TASK INPUT:
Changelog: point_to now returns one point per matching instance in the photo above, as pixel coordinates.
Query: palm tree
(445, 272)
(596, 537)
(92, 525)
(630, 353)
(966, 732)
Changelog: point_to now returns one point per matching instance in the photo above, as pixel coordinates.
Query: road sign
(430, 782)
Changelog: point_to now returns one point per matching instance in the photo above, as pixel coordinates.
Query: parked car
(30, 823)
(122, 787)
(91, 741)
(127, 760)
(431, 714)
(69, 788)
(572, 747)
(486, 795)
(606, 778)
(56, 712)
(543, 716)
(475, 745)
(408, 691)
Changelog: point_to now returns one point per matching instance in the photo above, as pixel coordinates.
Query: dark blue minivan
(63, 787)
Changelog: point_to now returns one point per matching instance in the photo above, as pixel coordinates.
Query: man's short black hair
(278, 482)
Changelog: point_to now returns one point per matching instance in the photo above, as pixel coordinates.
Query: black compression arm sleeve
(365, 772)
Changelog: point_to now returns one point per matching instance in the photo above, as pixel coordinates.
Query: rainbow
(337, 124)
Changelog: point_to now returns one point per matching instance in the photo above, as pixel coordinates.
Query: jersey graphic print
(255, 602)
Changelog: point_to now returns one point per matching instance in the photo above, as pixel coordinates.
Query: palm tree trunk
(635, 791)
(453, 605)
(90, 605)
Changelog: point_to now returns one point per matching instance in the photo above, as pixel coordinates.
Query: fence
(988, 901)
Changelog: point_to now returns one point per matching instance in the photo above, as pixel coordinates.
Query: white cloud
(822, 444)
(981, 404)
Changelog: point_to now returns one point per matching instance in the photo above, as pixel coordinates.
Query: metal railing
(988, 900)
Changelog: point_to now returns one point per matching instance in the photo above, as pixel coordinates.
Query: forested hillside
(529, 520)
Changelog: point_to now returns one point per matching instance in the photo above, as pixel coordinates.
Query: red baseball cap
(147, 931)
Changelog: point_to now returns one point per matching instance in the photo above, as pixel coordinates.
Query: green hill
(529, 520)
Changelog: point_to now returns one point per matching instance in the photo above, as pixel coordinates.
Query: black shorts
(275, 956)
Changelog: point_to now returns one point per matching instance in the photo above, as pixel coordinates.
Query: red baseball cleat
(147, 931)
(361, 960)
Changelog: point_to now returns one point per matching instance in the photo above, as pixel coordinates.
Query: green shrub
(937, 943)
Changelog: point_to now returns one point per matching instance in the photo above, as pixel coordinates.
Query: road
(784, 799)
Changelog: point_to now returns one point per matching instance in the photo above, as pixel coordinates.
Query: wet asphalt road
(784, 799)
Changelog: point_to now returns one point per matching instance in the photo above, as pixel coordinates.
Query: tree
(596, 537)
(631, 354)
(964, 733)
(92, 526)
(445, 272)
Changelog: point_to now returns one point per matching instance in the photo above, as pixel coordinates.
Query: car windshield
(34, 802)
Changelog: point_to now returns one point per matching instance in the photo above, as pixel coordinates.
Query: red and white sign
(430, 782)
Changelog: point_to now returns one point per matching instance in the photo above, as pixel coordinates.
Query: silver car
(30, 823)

EXERCISE TASK:
Every record above should be copied exactly.

REPLY:
Changelog: point_to now returns one point per matching instance in the photo above, as pixel coordinates.
Query: palm tree
(445, 272)
(596, 537)
(92, 525)
(630, 353)
(966, 732)
Changelog: point_to now returns one point per matching instance in the photo above, as pixel coordinates.
Query: road sign
(430, 782)
Changelog: point_to now returns one point per matching instance in the photo above, as pixel coordinates.
Query: parked car
(30, 823)
(122, 787)
(91, 741)
(127, 760)
(431, 714)
(69, 788)
(572, 747)
(486, 795)
(606, 778)
(56, 712)
(543, 716)
(475, 745)
(408, 691)
Changelog: point_to now returns one point per matching instance in the photo above, as pixel coordinates.
Query: dark blue minivan
(63, 787)
Changelog: point_to now returns one point per matching instance in the photo above, as pixel coordinates.
Query: man's short black hair
(278, 482)
Changelog: point_to now returns one point per matching instance in the photo above, as pixel coordinates.
Query: black compression arm sleeve
(365, 772)
Changelog: point_to now returns one point per matching instance in the photo above, as pixel coordinates.
Query: rainbow
(337, 124)
Changelog: point_to now returns one point per matching instance in the photo above, as pixel coordinates.
Query: jersey graphic print
(255, 602)
Changelog: point_to now returns one point per matching instance in the photo above, as pixel coordinates.
Query: palm tree trunk
(635, 791)
(453, 605)
(90, 605)
Changelog: point_to now returns one point per matching instance in the photo above, as pixel coordinates.
Query: fence
(988, 901)
Changelog: point_to now returns one point per matching instance in the photo above, as pixel coordinates.
Query: white cloud
(822, 444)
(981, 404)
Changelog: point_to now returns one point per matching instance in the photo above, as pixel coordinates.
Query: metal railing
(988, 900)
Changelog: point_to now returns one point per matching instance in the photo above, as pixel coordinates.
Query: forested hillside
(529, 520)
Changelog: point_to now returns one point per matching instance in the photo above, as pixel coordinates.
Query: red baseball cap
(147, 931)
Changelog: point_to now returns one point per matching instance in the photo above, as pixel coordinates.
Query: green hill
(529, 520)
Changelog: point_to now returns one point per matching instance in the photo above, as pixel coordinates.
Query: black shorts
(275, 956)
Changelog: point_to now returns one point per matching instance in the photo above, as pixel coordinates.
Query: red baseball cleat
(147, 931)
(361, 960)
Changelog: point_to now returns one point per matching instance in the photo above, as pixel coordinates.
Query: green shrub
(937, 943)
Changelog: point_to now returns one point per matching instance in the photo above, as pixel coordinates.
Query: road
(784, 799)
Changelog: point_to now returns one point per matching instance in the photo above, as pixel coordinates.
Query: wet asphalt road
(784, 799)
Changelog: point_to now returns one point per matching instance in the photo above, as pixel coordinates.
Query: tree
(596, 537)
(631, 354)
(964, 733)
(92, 526)
(445, 272)
Changelog: point_to now returns one point per matching instance in the photo above, as pixel coordinates.
Query: car windshield
(34, 802)
Changelog: point_to now returns one point per matching instance in the photo above, as pixel coordinates.
Query: red and white sign
(430, 782)
Changelog: point_to now returns one point per matching instance in the photo above, as pixel coordinates.
Query: silver car
(30, 823)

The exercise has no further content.